* _Exercise task_:
Reproduce every one of the lines below word for word, leaving out the pictures.

>> Start

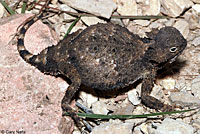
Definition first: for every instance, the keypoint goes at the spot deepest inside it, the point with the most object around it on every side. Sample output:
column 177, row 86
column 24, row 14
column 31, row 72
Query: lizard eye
column 173, row 49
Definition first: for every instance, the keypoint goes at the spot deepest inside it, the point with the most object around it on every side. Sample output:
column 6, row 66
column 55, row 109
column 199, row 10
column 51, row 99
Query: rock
column 153, row 8
column 2, row 10
column 196, row 1
column 99, row 107
column 133, row 97
column 171, row 126
column 88, row 99
column 103, row 8
column 142, row 22
column 157, row 92
column 196, row 7
column 64, row 7
column 24, row 89
column 196, row 41
column 184, row 99
column 113, row 127
column 127, row 7
column 196, row 86
column 125, row 110
column 183, row 27
column 66, row 125
column 168, row 83
column 175, row 7
column 91, row 20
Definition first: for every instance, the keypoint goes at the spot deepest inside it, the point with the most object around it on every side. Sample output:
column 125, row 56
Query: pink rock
column 29, row 100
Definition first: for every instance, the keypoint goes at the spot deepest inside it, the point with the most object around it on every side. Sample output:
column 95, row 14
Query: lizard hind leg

>> End

* _Correct answer_:
Definition first: for every instance, the keypoint goes at the spot deepest inside it, the point with the most object around it on every side. Sample output:
column 177, row 86
column 24, row 14
column 31, row 72
Query: lizard eye
column 173, row 49
Definition first: for every instance, the keypoint goes at the spot deepest inside it, the point with the most object around it on every side. Sample output:
column 6, row 66
column 55, row 109
column 199, row 10
column 51, row 99
Query: rock
column 153, row 8
column 2, row 10
column 196, row 1
column 99, row 107
column 133, row 97
column 171, row 126
column 88, row 99
column 103, row 8
column 142, row 22
column 157, row 92
column 196, row 7
column 64, row 7
column 24, row 89
column 196, row 41
column 184, row 99
column 113, row 127
column 127, row 7
column 196, row 86
column 125, row 110
column 183, row 27
column 66, row 125
column 168, row 83
column 175, row 7
column 91, row 20
Definition first: for every instance, the keypoint goes at the spot deepest inside it, the point with the most object around it on every side. Sample output:
column 125, row 56
Query: pink rock
column 29, row 100
Definition first: for every instance, the keypoint goes at the spot deepest inside it, the point with the most object around it on every side. Sample output:
column 95, row 14
Query: lizard hind leg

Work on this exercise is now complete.